───── PAGE EXCERPT ─────

I would argue that it is abusive. Because the proposed interventions (tracheostomy and PEG tube) were not to achieve any other goal other than prolonging his death, they are the very definition of unnecessary surgery, which can’t be anything other than causing harm. In this case numerous second opinions had already been obtained by Alfie’s parents, from specialists from a number of different countries, and they were all in agreement. So at what point to you stop the “one last second opinion?” The judgment stopped a potential unending tour of Europe, just trying “one last thing,” a litany of unnecessary procedures proposed by people who should know better.

I can’t begin to imagine what it would be like to be in the position of Alfie’s parents, but I would think that most of us would leave no stone unturned in trying to find a cure, but, again, emotional compromise is a thing. On occasion this has the effect of losing sight of the real goal, which is to do what is best for the patient. On the surface, it does appear counterintuitive that death could ever be the best option, but when trapped in a prison of a body, unable to think, move, swallow or breath unaided, yet possibly being in pain, death really is the kindest of outcomes.

───── DATASET EXTRACT ─────

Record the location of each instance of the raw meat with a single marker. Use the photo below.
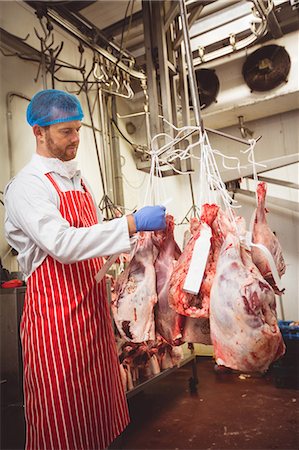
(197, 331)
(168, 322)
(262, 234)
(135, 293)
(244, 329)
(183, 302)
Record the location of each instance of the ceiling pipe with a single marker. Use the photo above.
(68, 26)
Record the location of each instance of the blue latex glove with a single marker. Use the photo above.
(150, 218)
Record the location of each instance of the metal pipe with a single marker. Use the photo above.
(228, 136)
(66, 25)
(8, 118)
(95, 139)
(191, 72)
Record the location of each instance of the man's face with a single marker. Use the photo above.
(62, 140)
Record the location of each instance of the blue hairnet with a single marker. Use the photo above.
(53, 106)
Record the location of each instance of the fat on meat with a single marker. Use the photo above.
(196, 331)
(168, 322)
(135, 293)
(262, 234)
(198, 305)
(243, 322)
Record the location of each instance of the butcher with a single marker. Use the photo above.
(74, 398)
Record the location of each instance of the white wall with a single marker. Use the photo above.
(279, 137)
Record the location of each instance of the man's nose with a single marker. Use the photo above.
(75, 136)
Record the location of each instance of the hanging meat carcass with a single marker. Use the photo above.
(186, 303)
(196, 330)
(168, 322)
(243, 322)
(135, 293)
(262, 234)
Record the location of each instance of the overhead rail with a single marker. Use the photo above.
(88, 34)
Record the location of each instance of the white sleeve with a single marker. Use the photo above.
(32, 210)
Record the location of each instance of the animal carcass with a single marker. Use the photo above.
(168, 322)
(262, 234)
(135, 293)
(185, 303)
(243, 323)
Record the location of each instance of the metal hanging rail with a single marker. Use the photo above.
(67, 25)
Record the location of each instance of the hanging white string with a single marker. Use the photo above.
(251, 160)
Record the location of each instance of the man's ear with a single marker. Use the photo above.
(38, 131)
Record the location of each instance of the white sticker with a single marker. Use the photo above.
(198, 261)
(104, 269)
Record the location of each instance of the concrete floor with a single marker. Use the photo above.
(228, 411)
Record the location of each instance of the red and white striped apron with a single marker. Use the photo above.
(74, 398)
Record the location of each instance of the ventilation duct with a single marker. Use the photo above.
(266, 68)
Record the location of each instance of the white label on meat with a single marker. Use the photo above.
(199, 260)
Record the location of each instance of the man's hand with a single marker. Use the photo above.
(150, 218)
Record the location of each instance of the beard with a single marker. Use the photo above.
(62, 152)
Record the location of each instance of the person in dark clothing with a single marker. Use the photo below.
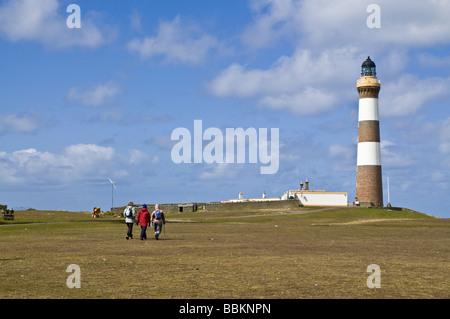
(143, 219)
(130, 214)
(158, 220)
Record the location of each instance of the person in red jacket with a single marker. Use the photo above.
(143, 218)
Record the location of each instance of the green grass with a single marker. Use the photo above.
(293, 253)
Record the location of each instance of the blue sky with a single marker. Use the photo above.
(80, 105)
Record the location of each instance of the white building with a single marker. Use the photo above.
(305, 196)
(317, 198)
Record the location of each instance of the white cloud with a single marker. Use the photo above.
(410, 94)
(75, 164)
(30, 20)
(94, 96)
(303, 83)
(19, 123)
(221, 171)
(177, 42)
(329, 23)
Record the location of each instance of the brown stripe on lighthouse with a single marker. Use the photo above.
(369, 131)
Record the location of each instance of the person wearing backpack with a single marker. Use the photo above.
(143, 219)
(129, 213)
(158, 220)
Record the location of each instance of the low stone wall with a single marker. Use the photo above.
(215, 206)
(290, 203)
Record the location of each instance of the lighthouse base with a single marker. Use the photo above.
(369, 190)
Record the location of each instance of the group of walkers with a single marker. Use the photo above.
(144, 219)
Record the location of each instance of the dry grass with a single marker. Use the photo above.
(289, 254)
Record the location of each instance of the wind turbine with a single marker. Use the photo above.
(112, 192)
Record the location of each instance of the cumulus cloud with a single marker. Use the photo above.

─────

REQUIRED ACTIONS =
1. Translate this sentence from the passage about Alfie's treatment into Spanish: "In this case numerous second opinions had already been obtained by Alfie's parents, from specialists from a number of different countries, and they were all in agreement."
2. From the passage about Alfie's treatment, extract the stretch from "I can’t begin to" through "kindest of outcomes.".

TASK ANSWERS =
1. En este caso, los padres de Alfie ya habían obtenido numerosas segundas opiniones de especialistas de varios países distintos, y todos estaban de acuerdo.

2.
I can’t begin to imagine what it would be like to be in the position of Alfie’s parents, but I would think that most of us would leave no stone unturned in trying to find a cure, but, again, emotional compromise is a thing. On occasion this has the effect of losing sight of the real goal, which is to do what is best for the patient. On the surface, it does appear counterintuitive that death could ever be the best option, but when trapped in a prison of a body, unable to think, move, swallow or breath unaided, yet possibly being in pain, death really is the kindest of outcomes.